**ページ**
==================================================

Kのマスターから電話があり、「今日までのモディリアーニのチケットが1枚入手した」というので、6時キッカリに店をそそくさと閉め、国立新美術館に向かう。

先日、国展に行ったとき、高くて入れなかった、例の展覧会である。

モディリアーニの絵というのは、実は、アタシは数点しか見たことがなかった。

それは、日本にいたら、どの方もきっとそうだと思う。

全国に散らばっていて、集めるのが大変そうだし、まとめて持っているところは、それはそれで、(工事でもない限り)借り受けるのは難しいはずなのだ。

彼の絵の根幹にあるのは、素描の力量である。

スっと引かれた線の美しさは、本当にムダがない。

被写体を短時間で捉え、自分の絵に昇華した状態で、平面に描画する力が高い。

立体に入ってからも、造形の基本にしているのは素描であり、沢山のスケッチが見れたのは参考にになった。

若い年代のときには、何度も書き直した線描も、後半になると、スっと引かれていて、濃淡のつけ方なども立体を意識している。

何度も何度もフォルムを作り直し、立体の原型を作っている試行錯誤の段階の作品もいくつもあった。

モディリアーニ風の絵というのは、楽勝。

もう一つの特徴は、油彩の塗りにあると思う。

白く下塗りされたカンバスの上に、半透明の絵の具を薄めに塗る。

最初の塗りの段階で、完全に、面と面の線引きができているので、一気に塗り進み、

ここからはアタシの想像だが、2-3日乾かして、黒い線を描画したんじゃないかと思う。

もしくは、同日に、全ての描画をしたかもしれない。

それは、絵の具の透明度を熟知しているから、短時間で描けるということである。

それでも、最初の段階の描画の力がよほど高くないと、短時間での創作は不可能だ。

特に、薄塗りの場合はである。

ゴッホのように、不透明絵の具を、次々と塗り重ねるのであれば、同じように短時間での描画は可能となるが、モディのような線の美しさを作ることは難しくなる。

線を描画しようとすると、下の厚い絵の具を引きずって、黒がグレーになってゆくので、全体的に引き締まらないのだ。

モディリアーニは、フジタとも仲がヨカッタらしく、日本画の筆を線描に使っていたと、何かで読んだことがある。

まあ、可能性はある。

Kのマスター/モディ風

チケットありがとうございました。

またよろしくです。

個人的な感想を言えば、ロートレックやマティスのような躍動感を感じられない。

肖像画で、被写体が静止している状態を描画するから、仕方がないのだが、あれだけ線が描けるのだから、被写体を見ないで、もう少し絵を動かしたら、芸術度は更にアップしたと思う。もう少し生きていたならば、絵が違ってきたかもしれないと。

==================================================

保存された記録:
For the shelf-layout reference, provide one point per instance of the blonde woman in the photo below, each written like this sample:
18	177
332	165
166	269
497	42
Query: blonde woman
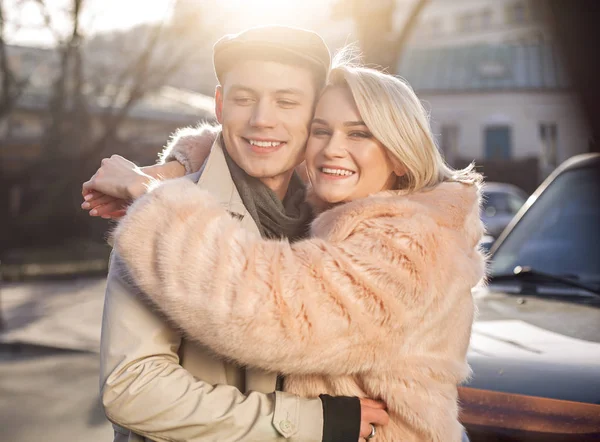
377	303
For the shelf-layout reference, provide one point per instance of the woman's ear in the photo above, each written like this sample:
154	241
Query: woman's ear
219	103
399	168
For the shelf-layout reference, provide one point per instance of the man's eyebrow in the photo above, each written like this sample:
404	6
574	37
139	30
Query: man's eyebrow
241	87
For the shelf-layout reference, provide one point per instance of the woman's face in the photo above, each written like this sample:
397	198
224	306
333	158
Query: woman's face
343	159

==================================================

**指示**
1. モディリアーニ展の文章から、「モディリアーニは、フジタとも」から「が違ってきたかもしれないと。」までを一字も変えずに書き出してください。
2. 上の行のうち、「provide」という文字列を含む行をすべて抜き出してください。

**解答**
1.
モディリアーニは、フジタとも仲がヨカッタらしく、日本画の筆を線描に使っていたと、何かで読んだことがある。

まあ、可能性はある。

Kのマスター/モディ風

チケットありがとうございました。

またよろしくです。

個人的な感想を言えば、ロートレックやマティスのような躍動感を感じられない。

肖像画で、被写体が静止している状態を描画するから、仕方がないのだが、あれだけ線が描けるのだから、被写体を見ないで、もう少し絵を動かしたら、芸術度は更にアップしたと思う。もう少し生きていたならば、絵が違ってきたかもしれないと。

2.
For the shelf-layout reference, provide one point per instance of the blonde woman in the photo below, each written like this sample:
For the shelf-layout reference, provide one point per instance of the woman's ear in the photo above, each written like this sample:
For the shelf-layout reference, provide one point per instance of the man's eyebrow in the photo above, each written like this sample:
For the shelf-layout reference, provide one point per instance of the woman's face in the photo above, each written like this sample:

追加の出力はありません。